▸ TO DO
Quote exactly, and only, the lines from the one with "of the black" through the end of the listing.
[Start of section]
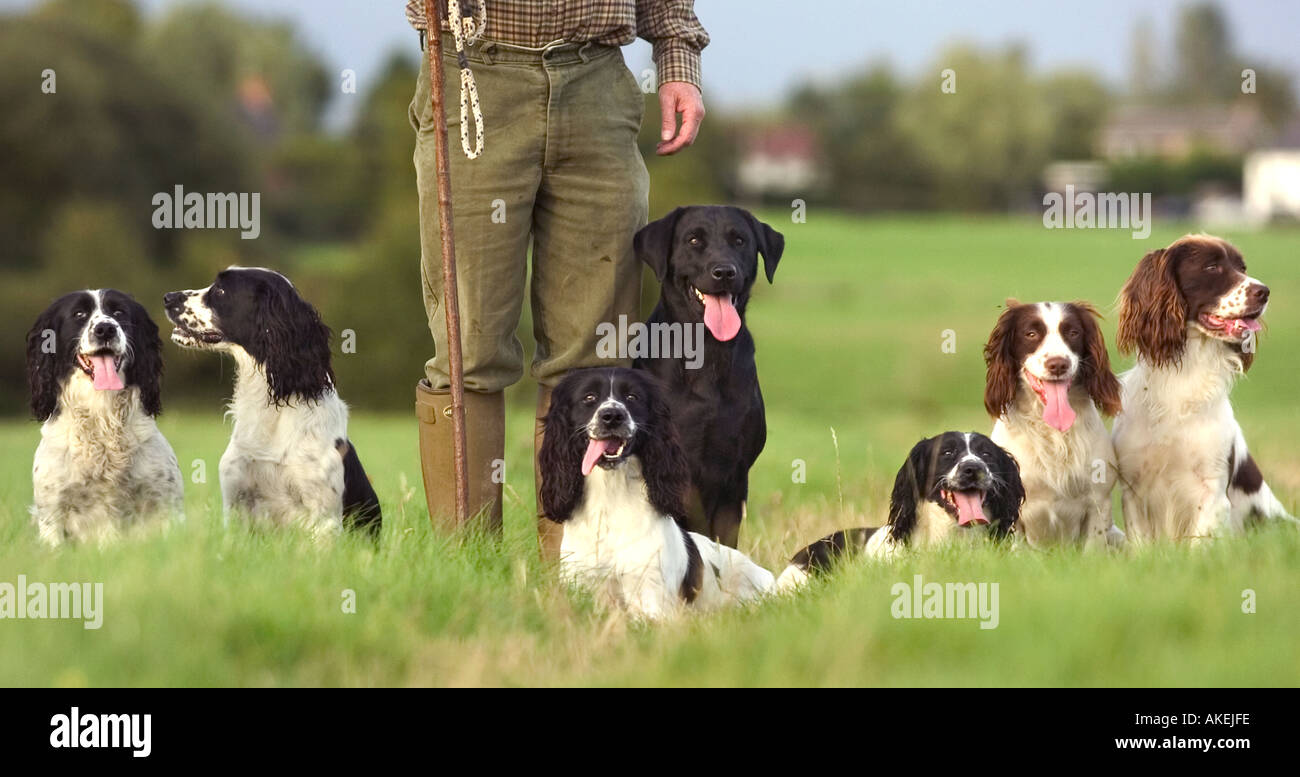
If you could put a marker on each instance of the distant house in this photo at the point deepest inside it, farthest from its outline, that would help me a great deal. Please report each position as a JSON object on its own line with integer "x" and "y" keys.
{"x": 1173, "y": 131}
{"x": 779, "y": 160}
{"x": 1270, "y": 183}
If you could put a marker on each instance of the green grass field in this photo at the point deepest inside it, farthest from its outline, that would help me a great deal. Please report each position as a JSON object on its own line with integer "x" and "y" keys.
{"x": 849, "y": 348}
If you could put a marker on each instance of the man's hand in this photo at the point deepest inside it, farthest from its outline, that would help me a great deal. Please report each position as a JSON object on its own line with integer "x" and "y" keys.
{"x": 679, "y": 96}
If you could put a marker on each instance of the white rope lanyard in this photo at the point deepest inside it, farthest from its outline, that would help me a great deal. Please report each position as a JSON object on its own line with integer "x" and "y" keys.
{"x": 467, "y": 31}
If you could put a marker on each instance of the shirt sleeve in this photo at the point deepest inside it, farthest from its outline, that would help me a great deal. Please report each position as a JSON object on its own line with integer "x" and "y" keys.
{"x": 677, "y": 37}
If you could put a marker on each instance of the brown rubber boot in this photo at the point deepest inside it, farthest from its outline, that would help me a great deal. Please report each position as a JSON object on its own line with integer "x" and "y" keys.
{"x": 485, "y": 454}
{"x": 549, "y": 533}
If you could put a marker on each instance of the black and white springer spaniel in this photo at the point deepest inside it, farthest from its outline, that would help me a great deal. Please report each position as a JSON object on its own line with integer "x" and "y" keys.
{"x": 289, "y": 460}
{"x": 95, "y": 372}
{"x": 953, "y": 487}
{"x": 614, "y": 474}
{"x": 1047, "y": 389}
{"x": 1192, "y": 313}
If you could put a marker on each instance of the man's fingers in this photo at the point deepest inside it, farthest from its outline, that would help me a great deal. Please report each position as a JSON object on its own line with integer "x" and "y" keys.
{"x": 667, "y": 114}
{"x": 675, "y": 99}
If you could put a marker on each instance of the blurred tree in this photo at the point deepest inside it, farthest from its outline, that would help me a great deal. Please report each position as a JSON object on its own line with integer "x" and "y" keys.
[End of section]
▸ WRITTEN SOLUTION
If you could put a marker on each instance of the black and white springer spaniel in this photo at the point deepest inside it, farthest from its outline, that would help me a great deal. Please report each position as a JSON object on its own line with integer "x" and "y" keys.
{"x": 289, "y": 460}
{"x": 95, "y": 372}
{"x": 953, "y": 487}
{"x": 614, "y": 474}
{"x": 1047, "y": 389}
{"x": 1192, "y": 313}
If you could put a marker on each instance of the man's fingers in this photo at the point deepest inside it, farthest from its outline, that would help me a great deal. Please report each position as a JSON object on its own line with integer "x" and "y" keys.
{"x": 667, "y": 114}
{"x": 675, "y": 99}
If you could put a marker on each instance of the blurred tree in this photo at the point deepest inside it, farthest from its outline, that would help me a great deal. Please report each position as a JSON object on its own line with integer "x" and "y" keys.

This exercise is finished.